• _Exercise prompt_
Going through the lines below, tally those that include "handle", and give only the number.

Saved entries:

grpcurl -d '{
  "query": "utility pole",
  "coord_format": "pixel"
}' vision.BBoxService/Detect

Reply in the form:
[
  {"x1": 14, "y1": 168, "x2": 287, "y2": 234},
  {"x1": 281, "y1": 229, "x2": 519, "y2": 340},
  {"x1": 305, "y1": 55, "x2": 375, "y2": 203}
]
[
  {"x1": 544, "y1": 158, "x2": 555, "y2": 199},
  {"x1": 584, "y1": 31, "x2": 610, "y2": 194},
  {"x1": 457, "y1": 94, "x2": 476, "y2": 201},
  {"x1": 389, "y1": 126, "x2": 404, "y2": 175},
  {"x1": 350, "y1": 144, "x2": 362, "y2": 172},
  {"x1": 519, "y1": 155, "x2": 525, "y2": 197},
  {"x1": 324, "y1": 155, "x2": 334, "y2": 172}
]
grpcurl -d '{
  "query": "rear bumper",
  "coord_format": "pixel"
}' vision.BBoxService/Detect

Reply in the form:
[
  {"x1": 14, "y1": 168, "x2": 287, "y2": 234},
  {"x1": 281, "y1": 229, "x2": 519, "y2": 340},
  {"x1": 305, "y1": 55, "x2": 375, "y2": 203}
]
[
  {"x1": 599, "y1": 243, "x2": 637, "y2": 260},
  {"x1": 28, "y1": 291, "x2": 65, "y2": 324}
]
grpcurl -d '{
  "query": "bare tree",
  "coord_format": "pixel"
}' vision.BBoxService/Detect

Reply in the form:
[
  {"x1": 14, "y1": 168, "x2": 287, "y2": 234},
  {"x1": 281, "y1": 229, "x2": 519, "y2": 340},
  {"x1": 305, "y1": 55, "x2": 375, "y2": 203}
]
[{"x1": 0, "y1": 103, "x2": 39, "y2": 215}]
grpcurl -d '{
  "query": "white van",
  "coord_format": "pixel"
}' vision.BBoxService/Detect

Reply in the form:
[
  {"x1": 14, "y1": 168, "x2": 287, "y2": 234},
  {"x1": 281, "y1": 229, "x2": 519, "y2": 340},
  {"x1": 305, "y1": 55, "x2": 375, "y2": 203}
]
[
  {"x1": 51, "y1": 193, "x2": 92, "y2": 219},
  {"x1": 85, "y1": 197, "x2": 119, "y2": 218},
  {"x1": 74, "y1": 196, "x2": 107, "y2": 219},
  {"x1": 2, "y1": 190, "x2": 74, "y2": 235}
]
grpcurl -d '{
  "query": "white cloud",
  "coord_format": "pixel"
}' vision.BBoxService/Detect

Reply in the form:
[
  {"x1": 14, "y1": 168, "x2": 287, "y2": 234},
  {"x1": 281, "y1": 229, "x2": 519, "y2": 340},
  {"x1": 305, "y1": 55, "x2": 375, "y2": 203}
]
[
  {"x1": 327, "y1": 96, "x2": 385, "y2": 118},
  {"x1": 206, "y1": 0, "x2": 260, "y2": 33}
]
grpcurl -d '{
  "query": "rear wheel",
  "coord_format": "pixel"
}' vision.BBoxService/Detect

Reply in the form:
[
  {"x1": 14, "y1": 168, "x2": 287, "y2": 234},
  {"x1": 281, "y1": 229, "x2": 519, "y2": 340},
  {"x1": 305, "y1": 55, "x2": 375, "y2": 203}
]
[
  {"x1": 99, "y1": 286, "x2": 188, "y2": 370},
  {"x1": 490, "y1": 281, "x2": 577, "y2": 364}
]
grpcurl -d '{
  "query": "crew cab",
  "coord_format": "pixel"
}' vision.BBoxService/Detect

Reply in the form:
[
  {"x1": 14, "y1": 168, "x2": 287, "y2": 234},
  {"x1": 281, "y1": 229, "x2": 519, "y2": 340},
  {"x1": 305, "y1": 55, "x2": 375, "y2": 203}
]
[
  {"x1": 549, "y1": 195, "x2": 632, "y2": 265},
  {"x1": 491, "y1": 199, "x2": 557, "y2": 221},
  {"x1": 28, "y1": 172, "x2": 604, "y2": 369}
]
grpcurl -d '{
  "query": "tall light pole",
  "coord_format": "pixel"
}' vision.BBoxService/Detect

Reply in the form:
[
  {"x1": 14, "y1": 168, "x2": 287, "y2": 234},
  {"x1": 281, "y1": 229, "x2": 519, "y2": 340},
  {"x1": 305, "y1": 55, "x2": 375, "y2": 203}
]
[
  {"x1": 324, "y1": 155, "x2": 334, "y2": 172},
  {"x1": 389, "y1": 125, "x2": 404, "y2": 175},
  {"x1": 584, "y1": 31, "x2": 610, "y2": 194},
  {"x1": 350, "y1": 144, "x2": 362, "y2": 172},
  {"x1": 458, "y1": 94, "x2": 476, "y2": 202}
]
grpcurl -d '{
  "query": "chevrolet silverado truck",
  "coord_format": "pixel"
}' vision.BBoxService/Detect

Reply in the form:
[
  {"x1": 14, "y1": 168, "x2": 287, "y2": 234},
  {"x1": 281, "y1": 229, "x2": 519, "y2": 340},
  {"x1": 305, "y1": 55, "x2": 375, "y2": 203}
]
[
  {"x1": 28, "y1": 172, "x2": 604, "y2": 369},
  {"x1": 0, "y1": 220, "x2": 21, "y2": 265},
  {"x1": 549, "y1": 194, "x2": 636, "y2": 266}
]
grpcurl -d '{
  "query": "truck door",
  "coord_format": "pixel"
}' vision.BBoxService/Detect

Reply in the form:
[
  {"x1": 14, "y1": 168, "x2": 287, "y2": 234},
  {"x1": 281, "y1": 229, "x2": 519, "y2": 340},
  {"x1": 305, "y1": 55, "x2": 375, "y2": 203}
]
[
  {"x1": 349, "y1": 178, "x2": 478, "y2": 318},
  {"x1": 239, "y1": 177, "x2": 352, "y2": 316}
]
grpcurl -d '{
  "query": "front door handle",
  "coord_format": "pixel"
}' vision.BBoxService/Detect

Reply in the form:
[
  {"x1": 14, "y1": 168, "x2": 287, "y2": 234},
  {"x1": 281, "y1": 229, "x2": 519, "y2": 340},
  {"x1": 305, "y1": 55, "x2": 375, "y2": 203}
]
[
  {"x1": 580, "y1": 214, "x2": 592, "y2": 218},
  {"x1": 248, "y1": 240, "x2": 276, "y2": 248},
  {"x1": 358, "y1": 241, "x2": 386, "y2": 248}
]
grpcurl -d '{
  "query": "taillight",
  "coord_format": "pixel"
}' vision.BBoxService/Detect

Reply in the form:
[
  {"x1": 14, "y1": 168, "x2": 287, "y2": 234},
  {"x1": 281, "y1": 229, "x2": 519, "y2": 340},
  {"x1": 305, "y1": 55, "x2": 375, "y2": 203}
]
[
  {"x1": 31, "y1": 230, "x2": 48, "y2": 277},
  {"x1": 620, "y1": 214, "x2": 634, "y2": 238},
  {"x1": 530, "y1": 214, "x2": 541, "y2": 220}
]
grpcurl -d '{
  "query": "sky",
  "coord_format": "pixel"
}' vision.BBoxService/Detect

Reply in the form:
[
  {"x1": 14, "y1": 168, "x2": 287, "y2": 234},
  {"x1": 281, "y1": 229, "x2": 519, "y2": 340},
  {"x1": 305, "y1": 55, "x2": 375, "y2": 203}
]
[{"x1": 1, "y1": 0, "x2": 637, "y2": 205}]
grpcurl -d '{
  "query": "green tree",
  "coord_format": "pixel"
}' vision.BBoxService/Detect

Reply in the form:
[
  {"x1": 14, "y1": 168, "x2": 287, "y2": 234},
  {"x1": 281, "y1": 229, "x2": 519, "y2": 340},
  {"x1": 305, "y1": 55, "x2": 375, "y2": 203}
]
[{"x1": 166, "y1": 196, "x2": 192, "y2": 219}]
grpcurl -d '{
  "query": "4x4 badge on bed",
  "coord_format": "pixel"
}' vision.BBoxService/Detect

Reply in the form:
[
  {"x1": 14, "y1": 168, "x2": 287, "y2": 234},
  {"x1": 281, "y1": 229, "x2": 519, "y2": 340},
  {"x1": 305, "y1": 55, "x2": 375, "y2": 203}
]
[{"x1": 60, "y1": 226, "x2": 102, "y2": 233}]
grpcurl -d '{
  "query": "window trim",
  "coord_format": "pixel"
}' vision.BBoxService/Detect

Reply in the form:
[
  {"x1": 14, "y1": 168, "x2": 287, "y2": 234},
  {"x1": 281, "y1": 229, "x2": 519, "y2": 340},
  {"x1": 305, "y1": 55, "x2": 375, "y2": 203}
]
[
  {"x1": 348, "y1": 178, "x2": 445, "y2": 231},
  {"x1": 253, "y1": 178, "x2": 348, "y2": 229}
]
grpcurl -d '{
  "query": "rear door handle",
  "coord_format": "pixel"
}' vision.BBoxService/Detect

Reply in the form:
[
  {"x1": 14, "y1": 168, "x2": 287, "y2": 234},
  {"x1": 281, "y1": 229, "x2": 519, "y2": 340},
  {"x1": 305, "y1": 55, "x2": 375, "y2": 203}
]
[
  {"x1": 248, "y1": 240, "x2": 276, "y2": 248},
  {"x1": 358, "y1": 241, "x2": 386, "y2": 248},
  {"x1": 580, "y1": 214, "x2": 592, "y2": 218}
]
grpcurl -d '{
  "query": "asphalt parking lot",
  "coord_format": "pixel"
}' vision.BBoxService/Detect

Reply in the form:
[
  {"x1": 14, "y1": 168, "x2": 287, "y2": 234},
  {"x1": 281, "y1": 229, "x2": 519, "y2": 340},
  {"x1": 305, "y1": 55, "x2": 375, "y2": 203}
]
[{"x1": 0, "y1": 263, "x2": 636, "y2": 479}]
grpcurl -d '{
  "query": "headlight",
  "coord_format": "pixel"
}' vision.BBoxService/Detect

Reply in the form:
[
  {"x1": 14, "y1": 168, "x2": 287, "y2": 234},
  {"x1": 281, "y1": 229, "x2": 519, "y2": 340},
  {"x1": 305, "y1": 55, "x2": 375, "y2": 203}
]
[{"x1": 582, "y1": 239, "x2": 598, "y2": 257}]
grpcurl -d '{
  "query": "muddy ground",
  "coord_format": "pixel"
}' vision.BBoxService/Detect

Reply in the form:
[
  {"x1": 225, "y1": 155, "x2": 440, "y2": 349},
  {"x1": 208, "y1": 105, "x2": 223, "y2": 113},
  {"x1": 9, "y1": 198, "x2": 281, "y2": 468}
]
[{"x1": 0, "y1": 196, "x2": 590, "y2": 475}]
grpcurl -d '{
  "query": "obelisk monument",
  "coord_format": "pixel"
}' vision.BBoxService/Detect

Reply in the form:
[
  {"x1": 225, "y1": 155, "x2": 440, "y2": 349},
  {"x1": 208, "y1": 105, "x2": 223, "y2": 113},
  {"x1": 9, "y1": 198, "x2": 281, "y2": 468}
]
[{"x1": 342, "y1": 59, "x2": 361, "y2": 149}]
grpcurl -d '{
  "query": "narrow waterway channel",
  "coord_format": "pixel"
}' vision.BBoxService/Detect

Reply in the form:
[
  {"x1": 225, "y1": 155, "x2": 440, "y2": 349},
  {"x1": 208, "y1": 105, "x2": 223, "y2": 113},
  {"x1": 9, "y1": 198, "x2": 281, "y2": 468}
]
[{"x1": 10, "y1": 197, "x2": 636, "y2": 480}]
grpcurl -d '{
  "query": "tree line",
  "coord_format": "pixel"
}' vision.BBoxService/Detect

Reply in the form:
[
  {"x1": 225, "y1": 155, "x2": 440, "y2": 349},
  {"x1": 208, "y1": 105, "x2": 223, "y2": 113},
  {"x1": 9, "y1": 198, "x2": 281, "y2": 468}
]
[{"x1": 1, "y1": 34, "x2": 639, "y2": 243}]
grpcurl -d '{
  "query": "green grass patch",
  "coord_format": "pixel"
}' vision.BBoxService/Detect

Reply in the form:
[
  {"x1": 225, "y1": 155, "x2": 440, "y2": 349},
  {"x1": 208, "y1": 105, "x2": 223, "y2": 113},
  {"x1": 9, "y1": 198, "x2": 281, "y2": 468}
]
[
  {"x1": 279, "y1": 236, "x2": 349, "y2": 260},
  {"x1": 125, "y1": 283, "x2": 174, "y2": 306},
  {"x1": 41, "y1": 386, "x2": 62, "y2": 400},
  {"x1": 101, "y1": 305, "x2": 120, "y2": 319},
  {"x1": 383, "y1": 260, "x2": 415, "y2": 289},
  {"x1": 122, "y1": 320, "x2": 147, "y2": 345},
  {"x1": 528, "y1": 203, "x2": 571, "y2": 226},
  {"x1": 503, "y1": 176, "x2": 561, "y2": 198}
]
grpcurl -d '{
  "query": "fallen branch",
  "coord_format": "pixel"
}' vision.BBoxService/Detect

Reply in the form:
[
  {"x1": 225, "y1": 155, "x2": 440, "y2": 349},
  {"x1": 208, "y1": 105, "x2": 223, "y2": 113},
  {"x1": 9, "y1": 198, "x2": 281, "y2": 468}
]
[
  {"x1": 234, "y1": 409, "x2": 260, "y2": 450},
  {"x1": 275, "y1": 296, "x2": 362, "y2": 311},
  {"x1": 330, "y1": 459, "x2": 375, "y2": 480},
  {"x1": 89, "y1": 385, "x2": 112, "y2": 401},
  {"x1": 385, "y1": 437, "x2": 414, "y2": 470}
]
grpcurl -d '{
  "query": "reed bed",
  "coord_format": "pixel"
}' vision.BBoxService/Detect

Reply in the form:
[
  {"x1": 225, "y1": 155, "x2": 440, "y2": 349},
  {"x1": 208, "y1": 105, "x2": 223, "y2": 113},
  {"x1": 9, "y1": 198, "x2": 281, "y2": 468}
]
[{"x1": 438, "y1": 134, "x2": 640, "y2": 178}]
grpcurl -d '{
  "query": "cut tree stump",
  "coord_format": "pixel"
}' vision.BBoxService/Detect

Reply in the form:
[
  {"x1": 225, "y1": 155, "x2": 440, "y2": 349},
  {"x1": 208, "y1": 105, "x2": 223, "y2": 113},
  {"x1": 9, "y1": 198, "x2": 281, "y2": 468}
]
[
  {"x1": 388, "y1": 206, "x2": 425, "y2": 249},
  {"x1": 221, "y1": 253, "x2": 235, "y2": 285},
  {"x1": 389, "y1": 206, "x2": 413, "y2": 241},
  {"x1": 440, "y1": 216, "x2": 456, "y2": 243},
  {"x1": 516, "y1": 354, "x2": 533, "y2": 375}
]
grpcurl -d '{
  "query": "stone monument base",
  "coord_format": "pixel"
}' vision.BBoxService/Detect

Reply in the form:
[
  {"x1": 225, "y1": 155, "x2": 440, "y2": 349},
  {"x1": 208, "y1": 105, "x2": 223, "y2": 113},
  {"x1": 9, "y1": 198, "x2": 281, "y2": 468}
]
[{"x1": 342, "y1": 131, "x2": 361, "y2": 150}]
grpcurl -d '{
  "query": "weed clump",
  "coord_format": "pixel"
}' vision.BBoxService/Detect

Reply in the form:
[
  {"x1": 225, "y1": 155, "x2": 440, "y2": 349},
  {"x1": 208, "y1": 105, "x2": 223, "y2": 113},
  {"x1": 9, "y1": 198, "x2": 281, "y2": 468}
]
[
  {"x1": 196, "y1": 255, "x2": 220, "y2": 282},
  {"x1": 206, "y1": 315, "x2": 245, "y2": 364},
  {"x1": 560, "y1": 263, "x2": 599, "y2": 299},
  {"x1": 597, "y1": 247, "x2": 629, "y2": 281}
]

• _Response to this task_
2